┌──

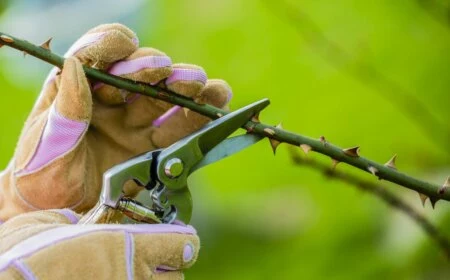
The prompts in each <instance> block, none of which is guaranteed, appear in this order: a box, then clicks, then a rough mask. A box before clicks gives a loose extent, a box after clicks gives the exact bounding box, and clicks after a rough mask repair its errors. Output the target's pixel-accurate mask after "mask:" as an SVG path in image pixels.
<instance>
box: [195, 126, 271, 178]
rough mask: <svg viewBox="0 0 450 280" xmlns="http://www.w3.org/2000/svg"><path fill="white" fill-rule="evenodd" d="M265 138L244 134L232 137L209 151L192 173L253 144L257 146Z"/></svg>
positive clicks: (260, 136) (239, 150) (262, 137)
mask: <svg viewBox="0 0 450 280" xmlns="http://www.w3.org/2000/svg"><path fill="white" fill-rule="evenodd" d="M263 138H264V137H263V136H260V135H254V134H244V135H239V136H236V137H230V138H227V139H225V140H224V141H222V142H221V143H220V144H219V145H217V146H216V147H214V148H213V149H212V150H211V151H209V152H208V153H207V154H206V155H205V157H204V158H203V159H202V160H201V161H200V162H199V163H198V164H197V165H195V166H194V167H192V169H191V172H194V171H195V170H197V169H199V168H202V167H203V166H206V165H208V164H211V163H215V162H216V161H219V160H221V159H223V158H226V157H228V156H231V155H233V154H235V153H237V152H239V151H241V150H243V149H245V148H247V147H249V146H251V145H253V144H256V143H257V142H259V141H260V140H261V139H263Z"/></svg>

└──

### Aim of the task
Every line above must appear in the answer unchanged, and no picture may appear in it.

### Written response
The prompts in each <instance> block, none of which is guaranteed, appear in this order: a box, then clicks, then a rough mask. A box before clicks gives a loose extent, a box after clicks gives the exact bounding box, and clicks after a rough mask repair its errors. Output the target's pixel-accurate mask after "mask:" as an SVG path in image pixels.
<instance>
box: [195, 126, 271, 178]
rough mask: <svg viewBox="0 0 450 280" xmlns="http://www.w3.org/2000/svg"><path fill="white" fill-rule="evenodd" d="M265 138L244 134L232 137L209 151L192 173L253 144L257 146Z"/></svg>
positive clicks: (260, 136) (239, 150) (262, 137)
mask: <svg viewBox="0 0 450 280" xmlns="http://www.w3.org/2000/svg"><path fill="white" fill-rule="evenodd" d="M263 138H264V137H263V136H260V135H254V134H244V135H239V136H236V137H230V138H227V139H225V140H224V141H222V142H221V143H220V144H219V145H217V146H216V147H214V148H213V149H212V150H211V151H209V152H208V153H207V154H206V155H205V157H204V158H203V159H202V160H201V161H200V162H199V163H198V164H197V165H195V166H194V167H192V169H191V172H194V171H195V170H197V169H199V168H202V167H203V166H206V165H208V164H211V163H215V162H216V161H219V160H221V159H223V158H226V157H228V156H231V155H233V154H235V153H237V152H239V151H241V150H243V149H245V148H247V147H249V146H251V145H253V144H256V143H257V142H259V141H260V140H261V139H263Z"/></svg>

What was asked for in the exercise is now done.